SOURCE EXCERPT:
··········

Did you know there's no single "correct" way to reconstruct a waveform from digital samples? It's true. That's why you can use the Digital Audio Converter (DAC) that ships inside your laptop, or spend $10,000 on a Denafrips Terminator (rich as you are, I'm not saying you should or shouldn't). Audiophile components aside, let's talk about what this means when it comes to "true peaks."
Theoretically (people will say) you can imagine a sine wave being sampled. If the highest point of the sine wave doesn't have a sample directly on it, people might say, "oh, that means the waveform exits the allowed range and clips!" Technically, sure. Practically, what does it matter? We'll get to that.
First I just want to come out and say it: the concept of true peaks as important grew to really piss me off. It makes me irritated whenever anyone brings it up. Perhaps I'll end up like Shishupala, and be liberated by the holiness of my total devotion to trashing them. Let me tell you, I tried working really hard at understanding how to stop them in 2022, only to find out about the time we released Master Plan that the majority of mastering engineers simply didn't care about them. So what's going on?
First of all, any DAC worth its salt has headroom, because this is something DAC designers have known for a long time. And the reason they know this, is that these designers also know that they use filters in their DAC designs. And those filters have what is called overshoot. Overshoot is a phenomenon that occurs when you remove (or add) energy from the waveform. Since you're removing high energy in this case, you cannot represent sharp edges in the waveform (sharp edges indicate very quick movement changes, which in turn indicate very high frequencies). When that happens, you're left only with lower frequencies when trying to make the as-same-as-possible shape, which results in oscillations called the Gibbs Phenomenon.
In essence, DAC makers know that the filters they're making in the DAC have to reconstruct the waveform, and when they do this, they know that they have to account for these ripples so that their DAC doesn't clip. This is also one of the ways DACs got better over the decades: their makers got way better at filter design, and compensating for those designs. They also developed new methods, but most newer methods like Delta Sigma still involve low pass reconstruction filters. When we're talking about reproduction here, that headroom is usually more than enough to take care of that errant peak missing in the sine wave. An astute reader would ask: hold on a minute, are you saying that the Gibbs Phenomenon caused by the filter is somehow more important than true peaks that might be lurking in my audio? We'll get back to that in a minute.
First, some direct quotes from the standards bodies:
- In general, the higher the frequency of the peak-sample metered signal, the worse the potential error (AES-R7)
- TP meters still have a max under-read up to 0.6 dB (AES-R7)
- …true peak limiting more than about 1dB may produce more audible artifacts than simply letting audio material clip (AES-2023-F)

··········

PROBLEM REQUIREMENTS: Set down, word for word, the part of the true-peaks article that begins at the words "- TP meters" and stops after "material clip (AES-2023-F)". The material here has no connection to the true-peaks article.

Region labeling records

··········

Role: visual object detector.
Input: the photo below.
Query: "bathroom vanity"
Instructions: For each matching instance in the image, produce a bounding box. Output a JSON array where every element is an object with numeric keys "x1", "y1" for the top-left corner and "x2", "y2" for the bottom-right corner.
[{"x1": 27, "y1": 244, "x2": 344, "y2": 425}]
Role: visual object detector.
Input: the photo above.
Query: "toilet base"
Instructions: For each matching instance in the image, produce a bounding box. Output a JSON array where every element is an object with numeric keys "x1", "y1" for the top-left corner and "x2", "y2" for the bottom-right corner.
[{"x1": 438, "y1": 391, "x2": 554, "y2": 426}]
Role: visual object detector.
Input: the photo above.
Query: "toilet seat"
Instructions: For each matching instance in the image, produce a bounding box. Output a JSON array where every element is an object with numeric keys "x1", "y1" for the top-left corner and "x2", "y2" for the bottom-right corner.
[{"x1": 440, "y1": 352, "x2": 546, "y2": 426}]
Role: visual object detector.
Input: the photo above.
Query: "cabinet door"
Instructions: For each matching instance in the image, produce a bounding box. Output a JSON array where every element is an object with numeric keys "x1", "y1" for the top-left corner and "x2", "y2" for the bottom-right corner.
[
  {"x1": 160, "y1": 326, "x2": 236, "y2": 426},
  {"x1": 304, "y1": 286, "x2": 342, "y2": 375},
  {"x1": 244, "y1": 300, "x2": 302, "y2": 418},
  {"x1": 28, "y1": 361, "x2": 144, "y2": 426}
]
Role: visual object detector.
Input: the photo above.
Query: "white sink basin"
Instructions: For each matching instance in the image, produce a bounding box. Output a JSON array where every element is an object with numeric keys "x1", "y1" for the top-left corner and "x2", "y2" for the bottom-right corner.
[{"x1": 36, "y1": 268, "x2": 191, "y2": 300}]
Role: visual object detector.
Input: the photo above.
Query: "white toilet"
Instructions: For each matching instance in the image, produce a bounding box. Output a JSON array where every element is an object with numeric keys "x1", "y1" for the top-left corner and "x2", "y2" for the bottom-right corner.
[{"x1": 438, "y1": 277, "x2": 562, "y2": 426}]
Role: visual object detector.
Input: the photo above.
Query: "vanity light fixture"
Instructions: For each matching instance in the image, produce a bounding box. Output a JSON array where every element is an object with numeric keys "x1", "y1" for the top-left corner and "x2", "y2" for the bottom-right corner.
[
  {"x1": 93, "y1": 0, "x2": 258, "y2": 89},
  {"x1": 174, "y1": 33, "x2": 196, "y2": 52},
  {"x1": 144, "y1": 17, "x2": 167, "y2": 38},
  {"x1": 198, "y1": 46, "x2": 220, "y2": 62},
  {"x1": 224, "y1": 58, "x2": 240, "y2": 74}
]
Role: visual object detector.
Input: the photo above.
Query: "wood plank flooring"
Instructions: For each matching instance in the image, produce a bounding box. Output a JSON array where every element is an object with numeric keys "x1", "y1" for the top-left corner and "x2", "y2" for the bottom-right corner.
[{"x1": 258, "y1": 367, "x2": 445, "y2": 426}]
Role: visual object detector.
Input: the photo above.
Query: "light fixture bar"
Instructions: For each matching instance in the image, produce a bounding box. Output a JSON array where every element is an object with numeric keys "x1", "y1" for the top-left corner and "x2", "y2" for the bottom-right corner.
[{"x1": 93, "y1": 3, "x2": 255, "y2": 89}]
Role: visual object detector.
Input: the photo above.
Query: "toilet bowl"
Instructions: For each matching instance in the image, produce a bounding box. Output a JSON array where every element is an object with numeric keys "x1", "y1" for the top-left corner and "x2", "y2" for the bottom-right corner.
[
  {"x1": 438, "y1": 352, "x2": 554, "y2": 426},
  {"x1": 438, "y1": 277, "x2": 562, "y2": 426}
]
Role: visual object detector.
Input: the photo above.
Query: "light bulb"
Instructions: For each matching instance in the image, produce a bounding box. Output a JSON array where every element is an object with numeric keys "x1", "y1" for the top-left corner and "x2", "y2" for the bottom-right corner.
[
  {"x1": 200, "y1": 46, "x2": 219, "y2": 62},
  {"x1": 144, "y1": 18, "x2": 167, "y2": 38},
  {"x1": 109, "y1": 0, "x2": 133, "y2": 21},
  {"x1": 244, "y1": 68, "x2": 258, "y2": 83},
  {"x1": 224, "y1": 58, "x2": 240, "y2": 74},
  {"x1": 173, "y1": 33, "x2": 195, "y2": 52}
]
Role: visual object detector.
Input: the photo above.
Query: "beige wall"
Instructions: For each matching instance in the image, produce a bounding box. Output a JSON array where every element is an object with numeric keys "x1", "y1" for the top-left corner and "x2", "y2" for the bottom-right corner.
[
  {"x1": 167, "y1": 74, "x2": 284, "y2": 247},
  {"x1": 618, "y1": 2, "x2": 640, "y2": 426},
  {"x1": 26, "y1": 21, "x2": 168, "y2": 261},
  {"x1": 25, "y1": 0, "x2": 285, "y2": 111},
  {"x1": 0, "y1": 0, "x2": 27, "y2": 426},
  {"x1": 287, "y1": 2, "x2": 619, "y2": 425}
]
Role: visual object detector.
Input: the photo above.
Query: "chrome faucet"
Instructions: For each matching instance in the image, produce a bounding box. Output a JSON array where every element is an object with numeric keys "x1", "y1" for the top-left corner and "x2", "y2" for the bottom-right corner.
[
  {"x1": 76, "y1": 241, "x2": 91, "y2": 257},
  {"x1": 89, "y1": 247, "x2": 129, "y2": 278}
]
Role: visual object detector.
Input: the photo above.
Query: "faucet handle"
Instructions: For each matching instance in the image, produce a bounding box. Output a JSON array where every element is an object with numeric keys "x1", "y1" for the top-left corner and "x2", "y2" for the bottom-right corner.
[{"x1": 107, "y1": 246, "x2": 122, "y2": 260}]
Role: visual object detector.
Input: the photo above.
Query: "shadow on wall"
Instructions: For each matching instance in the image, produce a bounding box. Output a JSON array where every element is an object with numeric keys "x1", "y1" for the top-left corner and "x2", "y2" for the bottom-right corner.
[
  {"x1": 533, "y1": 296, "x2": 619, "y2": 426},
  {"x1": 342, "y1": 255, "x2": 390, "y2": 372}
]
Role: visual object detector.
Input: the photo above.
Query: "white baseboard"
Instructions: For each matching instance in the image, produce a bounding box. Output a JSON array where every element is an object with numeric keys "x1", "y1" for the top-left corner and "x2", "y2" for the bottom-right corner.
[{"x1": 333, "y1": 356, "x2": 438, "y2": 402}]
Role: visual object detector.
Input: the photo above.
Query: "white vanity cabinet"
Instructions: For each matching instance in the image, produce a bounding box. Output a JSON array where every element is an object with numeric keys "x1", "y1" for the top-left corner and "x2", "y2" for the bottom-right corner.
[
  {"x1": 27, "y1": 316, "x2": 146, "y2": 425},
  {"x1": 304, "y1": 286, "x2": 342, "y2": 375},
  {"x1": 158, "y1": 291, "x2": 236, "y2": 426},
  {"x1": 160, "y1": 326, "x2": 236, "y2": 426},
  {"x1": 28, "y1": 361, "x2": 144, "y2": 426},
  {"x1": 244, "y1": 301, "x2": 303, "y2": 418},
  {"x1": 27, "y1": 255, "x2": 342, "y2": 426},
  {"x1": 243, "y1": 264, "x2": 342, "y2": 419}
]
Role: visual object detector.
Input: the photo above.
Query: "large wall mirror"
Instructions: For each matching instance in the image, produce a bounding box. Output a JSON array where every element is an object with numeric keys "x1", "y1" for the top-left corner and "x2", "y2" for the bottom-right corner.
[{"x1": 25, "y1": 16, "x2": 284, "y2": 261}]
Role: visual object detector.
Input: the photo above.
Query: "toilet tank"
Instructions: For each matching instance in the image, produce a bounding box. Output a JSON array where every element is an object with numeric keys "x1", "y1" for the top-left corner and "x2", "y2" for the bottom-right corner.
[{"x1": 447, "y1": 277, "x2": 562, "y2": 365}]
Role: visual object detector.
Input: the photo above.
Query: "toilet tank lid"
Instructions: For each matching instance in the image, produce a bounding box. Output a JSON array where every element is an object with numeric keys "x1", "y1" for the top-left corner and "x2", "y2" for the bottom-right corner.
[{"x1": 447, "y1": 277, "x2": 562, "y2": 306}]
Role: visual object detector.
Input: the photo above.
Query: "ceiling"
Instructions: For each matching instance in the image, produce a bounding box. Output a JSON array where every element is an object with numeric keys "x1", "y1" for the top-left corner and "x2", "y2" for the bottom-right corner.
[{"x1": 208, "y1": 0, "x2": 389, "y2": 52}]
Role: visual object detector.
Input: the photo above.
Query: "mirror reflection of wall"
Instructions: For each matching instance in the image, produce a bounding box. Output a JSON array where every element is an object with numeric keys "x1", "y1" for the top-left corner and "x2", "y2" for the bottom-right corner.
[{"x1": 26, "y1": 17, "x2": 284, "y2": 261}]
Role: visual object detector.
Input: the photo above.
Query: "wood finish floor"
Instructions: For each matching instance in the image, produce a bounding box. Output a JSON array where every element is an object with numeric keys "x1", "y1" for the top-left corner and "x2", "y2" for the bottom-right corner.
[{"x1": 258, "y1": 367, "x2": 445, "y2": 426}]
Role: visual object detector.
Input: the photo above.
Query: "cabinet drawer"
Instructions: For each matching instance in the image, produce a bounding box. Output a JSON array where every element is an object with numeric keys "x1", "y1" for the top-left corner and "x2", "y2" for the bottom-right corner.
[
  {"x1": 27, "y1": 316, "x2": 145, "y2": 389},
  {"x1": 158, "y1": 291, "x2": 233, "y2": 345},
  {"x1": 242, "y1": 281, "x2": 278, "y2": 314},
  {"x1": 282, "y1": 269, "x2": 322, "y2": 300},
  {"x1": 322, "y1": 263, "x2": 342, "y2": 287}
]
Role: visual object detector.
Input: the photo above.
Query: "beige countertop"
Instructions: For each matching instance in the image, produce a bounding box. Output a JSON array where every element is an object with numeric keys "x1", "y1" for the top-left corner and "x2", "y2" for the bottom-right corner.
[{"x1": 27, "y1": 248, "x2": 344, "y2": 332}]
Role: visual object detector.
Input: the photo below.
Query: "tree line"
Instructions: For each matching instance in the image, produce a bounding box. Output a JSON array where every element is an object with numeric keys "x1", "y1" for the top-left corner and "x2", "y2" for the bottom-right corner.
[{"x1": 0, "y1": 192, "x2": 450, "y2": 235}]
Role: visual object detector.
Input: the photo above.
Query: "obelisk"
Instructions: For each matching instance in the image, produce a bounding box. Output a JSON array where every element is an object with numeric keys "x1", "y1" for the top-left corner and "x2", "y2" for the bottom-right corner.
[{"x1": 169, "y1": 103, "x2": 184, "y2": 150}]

··········

ANSWER TO THIS EXERCISE:
- TP meters still have a max under-read up to 0.6 dB (AES-R7)
- …true peak limiting more than about 1dB may produce more audible artifacts than simply letting audio material clip (AES-2023-F)